*Activity*: The answer must be an exact copy of the records, with every picture removed.

*Input*:
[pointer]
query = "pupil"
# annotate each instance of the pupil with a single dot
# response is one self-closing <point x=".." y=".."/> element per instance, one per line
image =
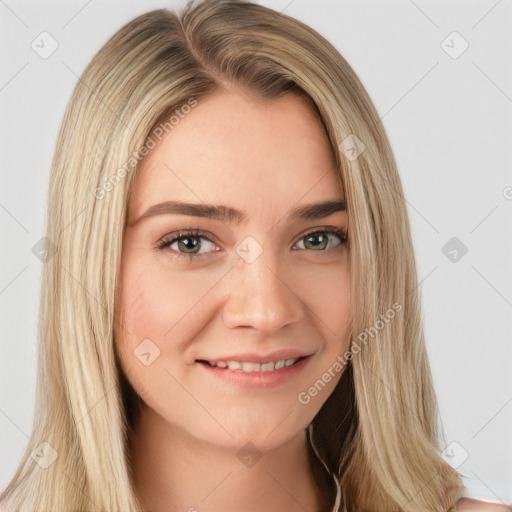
<point x="312" y="237"/>
<point x="186" y="246"/>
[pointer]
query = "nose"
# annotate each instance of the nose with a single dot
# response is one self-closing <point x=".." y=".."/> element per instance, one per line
<point x="262" y="296"/>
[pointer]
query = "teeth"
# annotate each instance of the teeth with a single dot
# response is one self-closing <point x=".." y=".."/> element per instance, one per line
<point x="268" y="367"/>
<point x="254" y="367"/>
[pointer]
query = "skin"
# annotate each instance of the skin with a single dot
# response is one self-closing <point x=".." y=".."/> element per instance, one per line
<point x="265" y="157"/>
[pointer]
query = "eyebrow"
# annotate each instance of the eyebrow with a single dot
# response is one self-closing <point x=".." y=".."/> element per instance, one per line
<point x="233" y="216"/>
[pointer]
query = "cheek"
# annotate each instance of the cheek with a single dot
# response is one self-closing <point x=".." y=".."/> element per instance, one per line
<point x="327" y="292"/>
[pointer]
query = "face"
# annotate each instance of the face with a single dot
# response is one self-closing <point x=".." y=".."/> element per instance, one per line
<point x="234" y="317"/>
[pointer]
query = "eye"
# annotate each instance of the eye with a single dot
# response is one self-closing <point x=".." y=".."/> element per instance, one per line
<point x="186" y="244"/>
<point x="319" y="239"/>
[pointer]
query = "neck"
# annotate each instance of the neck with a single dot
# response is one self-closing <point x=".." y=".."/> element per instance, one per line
<point x="173" y="471"/>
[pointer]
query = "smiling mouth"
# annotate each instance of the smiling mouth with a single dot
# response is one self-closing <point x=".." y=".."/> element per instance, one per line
<point x="249" y="367"/>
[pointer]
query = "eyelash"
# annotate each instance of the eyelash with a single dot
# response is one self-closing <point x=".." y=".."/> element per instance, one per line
<point x="196" y="233"/>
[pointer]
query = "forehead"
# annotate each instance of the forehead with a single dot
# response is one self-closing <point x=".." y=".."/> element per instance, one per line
<point x="239" y="149"/>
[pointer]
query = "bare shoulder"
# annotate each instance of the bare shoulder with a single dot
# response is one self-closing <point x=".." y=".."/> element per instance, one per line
<point x="471" y="504"/>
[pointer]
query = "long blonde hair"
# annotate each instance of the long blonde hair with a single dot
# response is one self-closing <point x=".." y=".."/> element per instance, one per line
<point x="378" y="431"/>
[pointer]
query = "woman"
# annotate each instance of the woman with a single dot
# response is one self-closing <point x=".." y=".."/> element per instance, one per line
<point x="231" y="319"/>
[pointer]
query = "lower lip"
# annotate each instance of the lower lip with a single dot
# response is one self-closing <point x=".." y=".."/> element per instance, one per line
<point x="257" y="379"/>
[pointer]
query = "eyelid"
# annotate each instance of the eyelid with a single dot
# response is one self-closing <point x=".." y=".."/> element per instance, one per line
<point x="167" y="240"/>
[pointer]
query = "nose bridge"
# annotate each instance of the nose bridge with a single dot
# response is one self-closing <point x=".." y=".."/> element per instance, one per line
<point x="259" y="293"/>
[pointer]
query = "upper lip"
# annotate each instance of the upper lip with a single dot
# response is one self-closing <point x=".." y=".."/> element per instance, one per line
<point x="253" y="357"/>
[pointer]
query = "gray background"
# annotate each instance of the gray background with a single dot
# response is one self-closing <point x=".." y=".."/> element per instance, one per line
<point x="450" y="124"/>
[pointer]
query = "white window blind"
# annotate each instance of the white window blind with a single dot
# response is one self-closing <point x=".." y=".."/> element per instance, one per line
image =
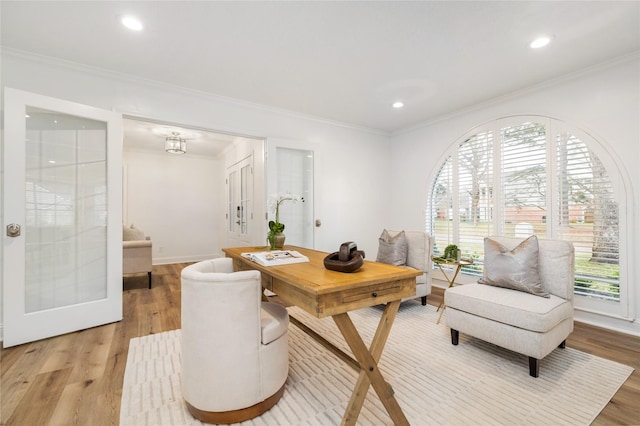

*Result of this exercise*:
[pointer]
query = "pupil"
# annotate each instance of the pupil with a single dot
# response is one self-closing <point x=".." y=".."/> element per instance, one per line
image =
<point x="312" y="237"/>
<point x="186" y="246"/>
[pointer]
query = "nose"
# annotate each instance of the nose with a single dot
# response is one self-closing <point x=".." y=".."/> element per instance, one per line
<point x="262" y="296"/>
[pointer]
query = "teeth"
# annotate each instance of the teeth with a single dot
# response is one self-closing <point x=".." y=".."/> element per instance, one per line
<point x="268" y="367"/>
<point x="254" y="367"/>
[pointer]
query = "skin"
# annotate each instance of the skin with a single dot
# response is one self-closing <point x=".." y=".."/> element per instance, one per line
<point x="265" y="157"/>
[pointer]
query = "eyebrow"
# annotate each instance of the eyebrow with a single dot
# response is one self-closing <point x=".." y=".."/> element per instance, one per line
<point x="233" y="216"/>
[pointer]
query = "cheek"
# annotate each instance of the cheek with a single dot
# response is one self-closing <point x=".." y=".."/> element per instance, one per line
<point x="327" y="292"/>
[pointer]
query = "face"
# annotate each instance of the face with a single dot
# response is one self-closing <point x=".." y=".."/> element per instance, one per line
<point x="234" y="317"/>
[pointer]
query = "eye"
# annotate each instance of the eye with a single dot
# response is one self-closing <point x=".." y=".."/> element per instance, one per line
<point x="186" y="244"/>
<point x="319" y="239"/>
[pointer]
query = "neck"
# annotate each instance of the neck with a single dot
# response is one self-closing <point x=".." y=".."/> element per instance, one per line
<point x="173" y="471"/>
[pointer]
query = "smiling mouth"
# annotate each instance of the smiling mouth with a single dot
# response is one self-closing <point x=".." y=".."/> element per instance, one per line
<point x="249" y="367"/>
[pointer]
query = "eyelash"
# annotate each instance of the eyelash with a single dot
# response is one self-closing <point x=".." y=".."/> element per instance, one per line
<point x="196" y="233"/>
[pointer]
query = "forehead"
# annotate each instance of the forehead with a single dot
# response is one self-closing <point x=".." y=".."/> element per instance, one per line
<point x="239" y="149"/>
[pointer]
query = "bare shoulder"
# annotate each instance of the bare shoulder with a single dot
# response is one self-closing <point x=".." y=".."/> element per instance, one per line
<point x="471" y="504"/>
[pointer]
query = "long blonde hair"
# annotate each instance of the long blonde hair with a single dot
# response is one self-closing <point x=".." y=".."/> element per instance, one per line
<point x="378" y="431"/>
[pointer]
query = "woman"
# annotate each instance of the woman with a single dot
# response is one self-closing <point x=".." y=".."/> element per instance, one per line
<point x="231" y="319"/>
[pointer]
query = "lower lip"
# annotate each instance of the lower lip with a single dot
# response is one self-closing <point x=".." y=".."/> element per instance, one per line
<point x="257" y="379"/>
[pointer]
query = "eyelid"
# annotate each instance of the eyelid with a single dot
# response is one self-closing <point x=".." y=".."/> element per instance, one per line
<point x="167" y="240"/>
[pointer]
query = "nose bridge"
# annotate each instance of the nose bridge with a single dot
# response is one self-closing <point x=".." y=".."/> element per instance, one per line
<point x="259" y="293"/>
[pointer]
query = "upper lip"
# annotate each instance of the upper lip with a single dot
# response is one self-closing <point x=".." y=".."/> element per instance, one per line
<point x="253" y="357"/>
[pointer]
query = "gray background"
# annotate each instance of the gray background with a single dot
# response is one self-closing <point x=".." y=".."/> element per instance, one per line
<point x="450" y="124"/>
[pointer]
query = "white window blind"
# annotate each instance of the white window blind with a single dot
# response is one self-closing <point x=".." y=".."/> element per instance, one per line
image =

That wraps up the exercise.